## Gestelde opdracht
Noem het tabblad dat je volgens de tekst over projectfinancieringsbronnen selecteert nadat je de ondernemingsstructuur hebt geopend.

Hiërarchieën voor projectfinancieringsbronnen maken

Welke informatie nodig is om hiërarchieën te maken, is afhankelijk van de financieringsstructuur en het financieringstype.
  1. Selecteer Financials > Projectgrootboek > Instellingen > Projectfinancieringslijst.
  2. Selecteer het tabblad Projectfinancieringsbronnen per structuur.
  3. Open de ondernemingsstructuur en selecteer het tabblad Hiërarchie.
  4. Selecteer Acties > Maken.
  5. Selecteer in het veld Dimensietype of de financieringsstructuur Overzicht of Journalisering is.
  6. Als het dimensietype Overzicht is, geeft u de volgende gegevens op:
    Projectfinanciering
    Geef de naam of code op voor de projectfinancieringsbron. U kunt de naam of code niet meer wijzigen nadat u deze hebt opgeslagen.
    Omschrijving
    Geef de omschrijving op van de projectfinancieringsbron. Als u externe financieringsbronnen ten behoeve van journalisering toevoegt, kunt u dezelfde naam gebruiken als die van de klant in Debiteurenadministratie.
    Begrotings-ID
    Als u gebruikmaakt van begrotingsvalidatie, geeft u de begrotings-ID op.
    Verantwoordelijke persoon
    Selecteer de PZ-werknemer die verantwoordelijk is voor het beheer van de projectstructuur en de onderliggende objecten. Dit veld wordt gebruikt om te bepalen of de pagina Mijn project wordt weergegeven voor de rol van Project Manager. De verantwoordelijke persoon kan alleen worden geselecteerd voor projecten op overzichtsniveau.
    Verantwoordelijk team
    Selecteer het team van PZ-werknemers dat verantwoordelijk is voor het beheer van de projectstructuur en de onderliggende objecten. Dit veld wordt gebruikt om te bepalen of de pagina Mijn project wordt weergegeven voor de rol van Project Manager. De verantwoordelijke persoon kan alleen worden geselecteerd voor projecten op overzichtsniveau.

## Ruw materiaal

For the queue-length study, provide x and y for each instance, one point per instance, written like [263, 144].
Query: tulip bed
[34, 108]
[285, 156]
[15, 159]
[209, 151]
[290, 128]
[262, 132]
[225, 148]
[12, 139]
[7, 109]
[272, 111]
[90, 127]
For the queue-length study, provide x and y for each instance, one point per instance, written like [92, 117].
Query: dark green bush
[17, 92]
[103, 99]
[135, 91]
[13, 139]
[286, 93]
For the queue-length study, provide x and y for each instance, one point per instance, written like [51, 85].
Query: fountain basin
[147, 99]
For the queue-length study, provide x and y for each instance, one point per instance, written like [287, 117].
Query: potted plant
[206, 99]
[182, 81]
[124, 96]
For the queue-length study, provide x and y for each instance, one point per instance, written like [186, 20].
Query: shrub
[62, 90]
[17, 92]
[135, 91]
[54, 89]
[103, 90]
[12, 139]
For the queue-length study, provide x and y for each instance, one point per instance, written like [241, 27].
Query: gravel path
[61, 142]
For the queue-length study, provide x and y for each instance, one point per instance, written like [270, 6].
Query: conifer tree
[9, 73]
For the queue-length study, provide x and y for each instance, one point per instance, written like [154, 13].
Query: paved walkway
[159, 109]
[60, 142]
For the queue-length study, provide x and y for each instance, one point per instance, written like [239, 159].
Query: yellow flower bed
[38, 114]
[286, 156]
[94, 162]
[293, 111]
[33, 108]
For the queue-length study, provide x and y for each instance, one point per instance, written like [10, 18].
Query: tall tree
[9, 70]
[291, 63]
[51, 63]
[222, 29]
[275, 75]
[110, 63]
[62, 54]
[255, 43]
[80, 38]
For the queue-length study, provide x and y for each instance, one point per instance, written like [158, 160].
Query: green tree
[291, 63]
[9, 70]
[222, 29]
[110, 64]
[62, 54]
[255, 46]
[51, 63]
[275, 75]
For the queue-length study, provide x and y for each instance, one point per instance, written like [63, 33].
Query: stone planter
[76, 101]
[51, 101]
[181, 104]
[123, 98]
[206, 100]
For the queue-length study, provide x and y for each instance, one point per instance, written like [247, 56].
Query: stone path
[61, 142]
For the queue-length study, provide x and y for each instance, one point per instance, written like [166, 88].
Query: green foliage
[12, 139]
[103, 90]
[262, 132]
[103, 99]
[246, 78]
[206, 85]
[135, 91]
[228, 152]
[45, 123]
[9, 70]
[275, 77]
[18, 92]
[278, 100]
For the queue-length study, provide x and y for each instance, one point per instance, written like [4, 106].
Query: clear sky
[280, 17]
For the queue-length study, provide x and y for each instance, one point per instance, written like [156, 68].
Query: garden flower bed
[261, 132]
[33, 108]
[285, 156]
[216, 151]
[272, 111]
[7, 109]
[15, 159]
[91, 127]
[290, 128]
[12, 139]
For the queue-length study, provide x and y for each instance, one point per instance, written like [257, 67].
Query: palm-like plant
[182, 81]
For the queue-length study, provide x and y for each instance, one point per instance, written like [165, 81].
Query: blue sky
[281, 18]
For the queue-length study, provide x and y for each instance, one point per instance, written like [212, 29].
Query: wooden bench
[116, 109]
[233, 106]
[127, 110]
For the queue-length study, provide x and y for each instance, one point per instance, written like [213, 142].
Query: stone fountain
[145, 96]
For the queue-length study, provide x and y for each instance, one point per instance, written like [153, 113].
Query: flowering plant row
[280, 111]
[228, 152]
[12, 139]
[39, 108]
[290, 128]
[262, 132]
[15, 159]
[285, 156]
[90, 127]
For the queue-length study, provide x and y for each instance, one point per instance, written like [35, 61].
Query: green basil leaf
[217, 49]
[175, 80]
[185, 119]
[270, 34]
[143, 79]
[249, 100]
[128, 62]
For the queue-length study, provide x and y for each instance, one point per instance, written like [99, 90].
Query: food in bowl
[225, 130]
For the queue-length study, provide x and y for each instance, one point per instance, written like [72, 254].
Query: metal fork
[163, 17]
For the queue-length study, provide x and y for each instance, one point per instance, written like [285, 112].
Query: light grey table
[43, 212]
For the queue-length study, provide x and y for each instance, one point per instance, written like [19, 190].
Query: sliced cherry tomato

## Uitgevoerde opdracht
Het tabblad Hiërarchie.